Text segment:
* Start *
Due to the huge moderate success of the first part of this series — in which I explored the appearances of Star Wars-related material in the legendary British science fiction anthology comic 2000AD — I decided that I would, after all, finish compiling my carefully-researched and luckily-stumbled-upon material into a second, and probably final, part.
A note in advance of before we begin to start to get going: the new version of Eagle comic was launched in March 1982 and aimed at more or less the same readership as 2000AD. Given that Eagle featured a version of Dan Dare, and reprinted several 2000AD strips (Ant Wars, M.A.C.H. One, M.A.C.H. Zero and at least one Future Shock), I’d definitely consider it a “companion” title to 2000AD, in the manner of its predecessors Starlord and Tornado, so I figured that any references to Star Wars that appeared in Eagle should be included here… but I don’t have a complete collection of Eagle (I own 411 copies of the regular comic out of a total of 505, and none of the specials or annuals), so for now we’re going to have to make do with the references from the issues I do have. If I’ve missed anything important because of that (or because of my own ineptitude, or for any other reason), do please let me know!
* End *
Exercise tasks:
(A) Answer these questions from the text on Star Wars references in British comics:
(i) In which anthology comic did the first part of the series look for Star Wars material?
(ii) In what month and year was the new version of Eagle launched?
(iii) How many copies of the regular Eagle comic does the writer own, and out of how many?
(B) Pick up the text on Star Wars references in 2000AD and Eagle after its final sentence and write what comes next.

Items in a dataset listing
* Start *
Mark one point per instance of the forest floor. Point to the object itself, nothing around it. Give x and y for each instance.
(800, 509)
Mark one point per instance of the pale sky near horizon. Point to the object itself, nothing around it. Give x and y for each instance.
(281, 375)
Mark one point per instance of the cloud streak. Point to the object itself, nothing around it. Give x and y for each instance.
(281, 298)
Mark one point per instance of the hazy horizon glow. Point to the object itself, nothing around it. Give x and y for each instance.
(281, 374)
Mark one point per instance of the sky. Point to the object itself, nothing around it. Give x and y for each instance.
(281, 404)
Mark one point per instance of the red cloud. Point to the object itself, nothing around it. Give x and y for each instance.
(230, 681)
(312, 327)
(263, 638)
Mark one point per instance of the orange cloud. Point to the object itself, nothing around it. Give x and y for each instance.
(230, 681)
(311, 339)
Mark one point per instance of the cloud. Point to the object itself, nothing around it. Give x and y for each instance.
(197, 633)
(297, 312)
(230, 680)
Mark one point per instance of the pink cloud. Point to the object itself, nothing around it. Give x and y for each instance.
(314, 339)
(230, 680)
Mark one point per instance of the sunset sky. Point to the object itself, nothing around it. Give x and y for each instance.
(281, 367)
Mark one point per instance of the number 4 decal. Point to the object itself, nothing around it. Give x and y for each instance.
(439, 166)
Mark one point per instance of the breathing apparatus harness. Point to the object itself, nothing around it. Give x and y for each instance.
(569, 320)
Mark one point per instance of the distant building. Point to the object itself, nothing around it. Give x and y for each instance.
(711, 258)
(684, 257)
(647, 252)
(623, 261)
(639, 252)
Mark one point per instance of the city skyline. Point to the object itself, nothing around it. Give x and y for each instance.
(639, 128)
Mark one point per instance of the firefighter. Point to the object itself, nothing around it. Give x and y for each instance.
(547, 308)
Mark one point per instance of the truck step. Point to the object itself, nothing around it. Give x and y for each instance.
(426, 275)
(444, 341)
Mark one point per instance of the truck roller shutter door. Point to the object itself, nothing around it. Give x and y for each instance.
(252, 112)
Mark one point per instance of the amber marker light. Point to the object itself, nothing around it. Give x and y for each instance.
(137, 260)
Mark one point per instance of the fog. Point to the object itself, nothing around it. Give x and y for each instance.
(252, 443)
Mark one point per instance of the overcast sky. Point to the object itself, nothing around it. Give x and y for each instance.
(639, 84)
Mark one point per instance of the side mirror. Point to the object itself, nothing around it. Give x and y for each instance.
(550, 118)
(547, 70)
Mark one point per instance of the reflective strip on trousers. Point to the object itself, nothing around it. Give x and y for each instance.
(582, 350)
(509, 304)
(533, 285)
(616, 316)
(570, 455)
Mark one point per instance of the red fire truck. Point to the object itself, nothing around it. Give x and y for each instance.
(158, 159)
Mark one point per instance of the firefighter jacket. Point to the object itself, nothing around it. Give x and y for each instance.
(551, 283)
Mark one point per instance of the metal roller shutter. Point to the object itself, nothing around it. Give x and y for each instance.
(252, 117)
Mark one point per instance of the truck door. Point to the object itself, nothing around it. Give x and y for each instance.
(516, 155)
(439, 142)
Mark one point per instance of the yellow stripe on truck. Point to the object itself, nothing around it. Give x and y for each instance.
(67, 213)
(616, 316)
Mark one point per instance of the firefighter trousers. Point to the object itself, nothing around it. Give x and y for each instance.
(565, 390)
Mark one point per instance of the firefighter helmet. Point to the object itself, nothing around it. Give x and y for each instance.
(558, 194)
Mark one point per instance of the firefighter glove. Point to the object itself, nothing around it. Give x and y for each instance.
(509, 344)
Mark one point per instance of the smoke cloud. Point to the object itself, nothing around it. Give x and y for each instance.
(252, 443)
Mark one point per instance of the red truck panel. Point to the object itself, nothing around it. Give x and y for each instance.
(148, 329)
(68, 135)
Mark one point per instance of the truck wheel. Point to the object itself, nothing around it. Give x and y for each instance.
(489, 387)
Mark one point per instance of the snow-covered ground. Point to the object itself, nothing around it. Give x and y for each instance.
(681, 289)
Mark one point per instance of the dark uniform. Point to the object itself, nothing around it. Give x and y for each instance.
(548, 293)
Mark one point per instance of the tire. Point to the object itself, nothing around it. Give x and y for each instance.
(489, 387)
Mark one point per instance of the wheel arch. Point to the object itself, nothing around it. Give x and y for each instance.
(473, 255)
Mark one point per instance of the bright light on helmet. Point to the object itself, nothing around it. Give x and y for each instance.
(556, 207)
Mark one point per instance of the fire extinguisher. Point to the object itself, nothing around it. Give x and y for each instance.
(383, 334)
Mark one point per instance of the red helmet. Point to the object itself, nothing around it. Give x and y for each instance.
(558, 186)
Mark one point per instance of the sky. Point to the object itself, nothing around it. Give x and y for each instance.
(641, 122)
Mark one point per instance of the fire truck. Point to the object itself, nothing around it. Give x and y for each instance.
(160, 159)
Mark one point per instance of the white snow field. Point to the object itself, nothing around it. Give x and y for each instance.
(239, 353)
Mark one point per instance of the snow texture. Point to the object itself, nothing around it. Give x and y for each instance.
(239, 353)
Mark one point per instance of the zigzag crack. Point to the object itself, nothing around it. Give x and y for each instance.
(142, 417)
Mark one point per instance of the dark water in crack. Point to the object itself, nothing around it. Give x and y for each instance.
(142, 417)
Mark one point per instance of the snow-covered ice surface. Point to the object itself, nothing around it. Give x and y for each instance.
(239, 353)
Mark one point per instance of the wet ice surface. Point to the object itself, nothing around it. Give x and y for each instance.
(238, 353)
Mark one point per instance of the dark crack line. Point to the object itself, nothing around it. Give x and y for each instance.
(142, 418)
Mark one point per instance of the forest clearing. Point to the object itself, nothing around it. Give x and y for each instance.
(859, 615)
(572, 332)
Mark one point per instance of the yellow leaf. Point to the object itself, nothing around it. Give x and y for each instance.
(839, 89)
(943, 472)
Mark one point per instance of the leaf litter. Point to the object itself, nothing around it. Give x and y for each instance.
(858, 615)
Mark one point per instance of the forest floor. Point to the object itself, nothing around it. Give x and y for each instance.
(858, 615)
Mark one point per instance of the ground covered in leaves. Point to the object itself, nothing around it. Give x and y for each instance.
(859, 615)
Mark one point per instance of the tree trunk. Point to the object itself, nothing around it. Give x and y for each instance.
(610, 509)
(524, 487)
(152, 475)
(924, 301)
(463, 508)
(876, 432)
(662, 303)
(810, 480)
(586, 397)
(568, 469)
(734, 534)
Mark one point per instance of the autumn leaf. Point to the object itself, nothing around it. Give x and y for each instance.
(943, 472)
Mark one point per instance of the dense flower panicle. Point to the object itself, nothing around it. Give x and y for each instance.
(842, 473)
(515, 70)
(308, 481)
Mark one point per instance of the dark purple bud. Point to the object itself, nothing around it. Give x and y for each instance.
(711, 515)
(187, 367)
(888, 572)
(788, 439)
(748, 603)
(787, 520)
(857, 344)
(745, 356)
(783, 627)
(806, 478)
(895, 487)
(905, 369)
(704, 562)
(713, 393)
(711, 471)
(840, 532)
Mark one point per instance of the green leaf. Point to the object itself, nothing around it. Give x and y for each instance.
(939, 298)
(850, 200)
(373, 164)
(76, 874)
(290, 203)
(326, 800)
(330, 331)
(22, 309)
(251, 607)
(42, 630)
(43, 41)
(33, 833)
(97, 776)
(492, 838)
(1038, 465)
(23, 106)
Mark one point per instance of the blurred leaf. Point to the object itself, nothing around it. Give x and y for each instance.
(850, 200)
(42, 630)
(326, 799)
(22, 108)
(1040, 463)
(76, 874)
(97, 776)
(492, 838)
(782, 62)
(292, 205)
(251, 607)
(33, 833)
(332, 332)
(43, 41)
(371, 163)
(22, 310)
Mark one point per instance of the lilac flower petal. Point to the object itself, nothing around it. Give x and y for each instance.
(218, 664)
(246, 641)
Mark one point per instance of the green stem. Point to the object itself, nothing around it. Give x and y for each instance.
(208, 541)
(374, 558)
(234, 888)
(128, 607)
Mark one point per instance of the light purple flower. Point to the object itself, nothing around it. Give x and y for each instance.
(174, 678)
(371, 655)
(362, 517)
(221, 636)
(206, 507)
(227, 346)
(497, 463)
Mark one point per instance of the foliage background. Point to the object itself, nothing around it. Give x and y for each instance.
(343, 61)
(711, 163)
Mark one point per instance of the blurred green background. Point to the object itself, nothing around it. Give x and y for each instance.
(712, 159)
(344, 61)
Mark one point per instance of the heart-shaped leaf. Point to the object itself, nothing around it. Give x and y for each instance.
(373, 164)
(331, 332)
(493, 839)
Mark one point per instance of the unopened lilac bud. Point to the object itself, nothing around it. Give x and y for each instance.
* End *
Set of answers:
(A)
(i) 2000AD
(ii) March 1982
(iii) 411 copies out of a total of 505

(B)
Unky Rusty’s Incomprehensive Guide to Star Wars in 2000AD
Episode two: I’ve Done These Bits Too
The Flash Gordon movie is reviewed by Ro-Jaws in 2000AD prog 194 (10 Jan 1981) and naturally it earns a comparison with Star Wars.
Reader’s profiles in prog 198 (7 Feb 1981) from Lance Harrington and Kinnon Paterson both list Star Wars Weekly among the other comics they collect.
Star Wars gets a mention in a half-page ad in prog 204 (21 Mar 1981) for Trebor’s Space Fings sweets. Same ad appears in progs 205 and 206.
Prog 207 (11 Apr 1981) sees another Palitoy Star Wars send-away-for-a-bounty-hunter offer, this time for the character called Dengar. My inner twelve-year-old is clamouring for me to tell you that Dengar is an anagram of Danger. My inner fifteen-year-old is smugly pointing out that it’s also an anagram of Garden, Gander, Ranged and Grande. My inner twenty-five-year-old is calling them both nerds and telling them to shut up. (If you don’t remember this fan-favourite character, re-watch The Empire Strikes Back very carefully: you can see him out-of-focus in the background of one shot for about ten seconds.)
Prog 209 (25 Apr 1981) features more readers’ profiles: two of them — Sam Dale and Simon Tarr — also read Star Wars Weekly.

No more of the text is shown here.